EXERCISE INSTRUCTIONS
Would you please transcribe, exactly as written, the lines of the entries below starting at the one that holds "like [777, 398]." and ending at the one that holds "like [1168, 409].", both included?

━━ SOURCE DATA ━━

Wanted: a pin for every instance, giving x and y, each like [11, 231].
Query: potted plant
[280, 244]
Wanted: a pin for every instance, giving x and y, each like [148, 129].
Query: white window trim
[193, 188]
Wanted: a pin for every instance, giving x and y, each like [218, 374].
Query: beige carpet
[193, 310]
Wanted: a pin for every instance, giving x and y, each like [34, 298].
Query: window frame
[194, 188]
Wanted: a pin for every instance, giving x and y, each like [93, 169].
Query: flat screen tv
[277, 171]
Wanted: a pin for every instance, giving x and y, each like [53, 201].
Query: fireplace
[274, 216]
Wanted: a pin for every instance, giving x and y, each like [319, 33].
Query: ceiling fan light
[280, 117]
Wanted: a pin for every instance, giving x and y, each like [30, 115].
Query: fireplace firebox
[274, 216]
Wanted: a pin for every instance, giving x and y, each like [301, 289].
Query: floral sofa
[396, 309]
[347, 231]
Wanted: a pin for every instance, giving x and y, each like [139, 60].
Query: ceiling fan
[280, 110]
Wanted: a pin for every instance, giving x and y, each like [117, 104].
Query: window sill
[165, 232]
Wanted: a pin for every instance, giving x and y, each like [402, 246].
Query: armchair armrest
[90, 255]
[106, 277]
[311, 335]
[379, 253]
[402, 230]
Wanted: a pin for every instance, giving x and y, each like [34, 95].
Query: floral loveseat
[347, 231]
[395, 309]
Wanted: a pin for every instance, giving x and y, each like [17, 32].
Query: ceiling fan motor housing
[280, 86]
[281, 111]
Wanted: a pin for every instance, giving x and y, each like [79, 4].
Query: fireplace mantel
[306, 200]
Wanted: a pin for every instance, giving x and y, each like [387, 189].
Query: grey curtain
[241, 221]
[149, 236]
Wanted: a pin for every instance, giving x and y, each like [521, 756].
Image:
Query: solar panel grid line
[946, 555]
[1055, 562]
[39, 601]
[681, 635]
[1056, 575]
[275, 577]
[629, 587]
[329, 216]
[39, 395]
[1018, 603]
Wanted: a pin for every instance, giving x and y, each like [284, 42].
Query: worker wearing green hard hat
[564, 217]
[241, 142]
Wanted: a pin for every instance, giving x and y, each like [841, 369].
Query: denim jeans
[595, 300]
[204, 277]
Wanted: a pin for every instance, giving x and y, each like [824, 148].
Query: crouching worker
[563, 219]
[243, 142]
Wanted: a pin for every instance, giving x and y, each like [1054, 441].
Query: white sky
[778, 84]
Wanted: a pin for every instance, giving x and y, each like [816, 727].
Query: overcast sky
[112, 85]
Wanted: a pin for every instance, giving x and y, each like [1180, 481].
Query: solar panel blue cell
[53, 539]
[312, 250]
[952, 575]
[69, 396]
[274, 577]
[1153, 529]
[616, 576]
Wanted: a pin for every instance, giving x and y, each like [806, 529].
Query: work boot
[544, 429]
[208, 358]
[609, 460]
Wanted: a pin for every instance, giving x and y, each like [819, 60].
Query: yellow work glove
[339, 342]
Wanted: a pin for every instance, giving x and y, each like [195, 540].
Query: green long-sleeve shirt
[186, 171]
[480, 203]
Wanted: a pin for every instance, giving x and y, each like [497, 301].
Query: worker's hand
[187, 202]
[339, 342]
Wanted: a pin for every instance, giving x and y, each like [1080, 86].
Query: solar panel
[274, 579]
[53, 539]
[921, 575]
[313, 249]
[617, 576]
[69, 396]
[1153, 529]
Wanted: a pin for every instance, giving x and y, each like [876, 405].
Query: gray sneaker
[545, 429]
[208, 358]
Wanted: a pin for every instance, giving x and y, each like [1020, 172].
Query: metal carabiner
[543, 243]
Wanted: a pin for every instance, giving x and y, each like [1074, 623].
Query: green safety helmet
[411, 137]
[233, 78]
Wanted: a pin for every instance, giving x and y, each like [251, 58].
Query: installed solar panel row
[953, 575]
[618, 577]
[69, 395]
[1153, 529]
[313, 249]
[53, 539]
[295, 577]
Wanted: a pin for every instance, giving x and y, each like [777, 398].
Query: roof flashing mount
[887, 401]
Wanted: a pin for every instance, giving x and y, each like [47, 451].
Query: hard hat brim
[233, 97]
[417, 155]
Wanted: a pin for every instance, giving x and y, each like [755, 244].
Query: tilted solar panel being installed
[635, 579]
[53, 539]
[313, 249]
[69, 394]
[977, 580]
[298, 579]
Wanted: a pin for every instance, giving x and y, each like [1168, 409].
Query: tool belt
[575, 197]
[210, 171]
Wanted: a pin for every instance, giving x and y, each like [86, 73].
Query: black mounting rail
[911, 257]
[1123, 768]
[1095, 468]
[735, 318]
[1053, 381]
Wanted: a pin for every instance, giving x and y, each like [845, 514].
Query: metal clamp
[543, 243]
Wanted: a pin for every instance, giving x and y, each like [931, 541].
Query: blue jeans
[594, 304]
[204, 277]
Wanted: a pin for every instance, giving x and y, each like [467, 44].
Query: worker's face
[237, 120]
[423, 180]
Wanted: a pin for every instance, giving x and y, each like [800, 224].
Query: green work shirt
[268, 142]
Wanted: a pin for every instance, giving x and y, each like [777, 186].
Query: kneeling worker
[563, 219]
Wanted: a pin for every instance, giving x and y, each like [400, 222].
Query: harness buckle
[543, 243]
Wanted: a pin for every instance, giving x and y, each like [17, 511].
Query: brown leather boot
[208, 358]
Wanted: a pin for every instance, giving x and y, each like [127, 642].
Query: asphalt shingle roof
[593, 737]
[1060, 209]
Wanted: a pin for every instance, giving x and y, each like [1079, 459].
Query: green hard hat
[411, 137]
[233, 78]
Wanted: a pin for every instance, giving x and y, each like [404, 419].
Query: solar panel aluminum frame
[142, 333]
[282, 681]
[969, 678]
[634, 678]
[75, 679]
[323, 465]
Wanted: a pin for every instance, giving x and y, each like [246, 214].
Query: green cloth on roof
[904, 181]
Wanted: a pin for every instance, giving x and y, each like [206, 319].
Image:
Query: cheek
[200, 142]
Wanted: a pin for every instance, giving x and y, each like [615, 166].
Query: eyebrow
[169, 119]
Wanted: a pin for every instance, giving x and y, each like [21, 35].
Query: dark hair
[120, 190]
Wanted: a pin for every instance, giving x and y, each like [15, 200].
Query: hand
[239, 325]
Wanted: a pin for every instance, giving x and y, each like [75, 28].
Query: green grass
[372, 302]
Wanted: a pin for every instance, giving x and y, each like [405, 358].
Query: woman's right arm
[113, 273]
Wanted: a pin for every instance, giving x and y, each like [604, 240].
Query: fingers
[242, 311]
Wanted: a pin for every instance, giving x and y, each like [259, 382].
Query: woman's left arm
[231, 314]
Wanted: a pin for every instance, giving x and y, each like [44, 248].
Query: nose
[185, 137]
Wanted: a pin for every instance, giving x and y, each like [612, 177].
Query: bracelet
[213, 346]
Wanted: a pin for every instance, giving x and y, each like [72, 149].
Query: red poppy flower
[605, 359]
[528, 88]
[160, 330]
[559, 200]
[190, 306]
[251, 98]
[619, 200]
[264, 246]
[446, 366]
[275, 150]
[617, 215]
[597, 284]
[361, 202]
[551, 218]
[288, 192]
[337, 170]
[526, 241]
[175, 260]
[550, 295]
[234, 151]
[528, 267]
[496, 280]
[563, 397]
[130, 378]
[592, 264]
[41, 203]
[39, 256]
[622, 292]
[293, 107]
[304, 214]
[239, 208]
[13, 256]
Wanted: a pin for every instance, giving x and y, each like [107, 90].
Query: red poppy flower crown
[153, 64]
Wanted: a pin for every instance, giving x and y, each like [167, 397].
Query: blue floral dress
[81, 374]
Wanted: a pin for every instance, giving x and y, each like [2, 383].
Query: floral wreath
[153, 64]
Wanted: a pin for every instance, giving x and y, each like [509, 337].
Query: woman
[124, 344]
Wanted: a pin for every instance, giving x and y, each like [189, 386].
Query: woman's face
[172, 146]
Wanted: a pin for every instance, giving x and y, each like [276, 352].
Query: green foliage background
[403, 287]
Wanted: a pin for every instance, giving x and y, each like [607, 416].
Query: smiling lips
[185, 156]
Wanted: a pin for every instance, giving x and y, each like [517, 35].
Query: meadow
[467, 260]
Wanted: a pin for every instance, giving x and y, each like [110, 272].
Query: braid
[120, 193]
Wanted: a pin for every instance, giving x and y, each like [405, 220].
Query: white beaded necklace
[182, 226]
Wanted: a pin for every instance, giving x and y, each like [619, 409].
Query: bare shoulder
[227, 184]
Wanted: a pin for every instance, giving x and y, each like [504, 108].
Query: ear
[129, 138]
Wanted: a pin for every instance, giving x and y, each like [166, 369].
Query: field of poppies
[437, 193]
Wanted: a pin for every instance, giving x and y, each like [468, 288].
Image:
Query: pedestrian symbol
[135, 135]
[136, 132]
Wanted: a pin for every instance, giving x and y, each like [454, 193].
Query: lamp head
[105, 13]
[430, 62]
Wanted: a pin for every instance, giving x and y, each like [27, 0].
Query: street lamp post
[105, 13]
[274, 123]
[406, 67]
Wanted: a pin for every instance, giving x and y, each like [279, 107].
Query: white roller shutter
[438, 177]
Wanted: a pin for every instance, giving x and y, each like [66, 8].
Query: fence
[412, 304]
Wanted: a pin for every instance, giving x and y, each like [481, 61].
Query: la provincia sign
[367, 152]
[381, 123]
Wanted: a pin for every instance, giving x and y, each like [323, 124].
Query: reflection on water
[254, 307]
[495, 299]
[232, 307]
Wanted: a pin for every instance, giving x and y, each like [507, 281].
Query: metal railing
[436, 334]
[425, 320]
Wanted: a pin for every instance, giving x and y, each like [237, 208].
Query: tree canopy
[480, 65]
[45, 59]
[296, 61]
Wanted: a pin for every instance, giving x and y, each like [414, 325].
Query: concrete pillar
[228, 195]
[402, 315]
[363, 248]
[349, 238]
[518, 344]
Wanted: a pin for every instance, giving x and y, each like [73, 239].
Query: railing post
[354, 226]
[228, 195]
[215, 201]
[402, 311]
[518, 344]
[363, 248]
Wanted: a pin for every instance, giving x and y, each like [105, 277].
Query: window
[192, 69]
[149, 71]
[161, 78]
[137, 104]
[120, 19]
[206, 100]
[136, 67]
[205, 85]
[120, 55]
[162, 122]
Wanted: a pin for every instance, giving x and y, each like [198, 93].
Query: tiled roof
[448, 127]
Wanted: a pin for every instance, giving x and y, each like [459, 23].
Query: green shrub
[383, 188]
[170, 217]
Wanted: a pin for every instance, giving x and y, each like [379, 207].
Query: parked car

━━━

YOUR RESPONSE
Wanted: a pin for every instance, giving x and y, each like [777, 398].
Query: roof flashing mount
[887, 401]
Wanted: a pin for every instance, giving x and y, each like [47, 451].
Query: hard hat brim
[233, 97]
[417, 155]
Wanted: a pin for every instance, giving x and y, each like [755, 244].
Query: tilted solar panel being installed
[635, 579]
[53, 539]
[313, 249]
[69, 394]
[977, 580]
[298, 579]
Wanted: a pin for every instance, giving x and y, each like [1168, 409].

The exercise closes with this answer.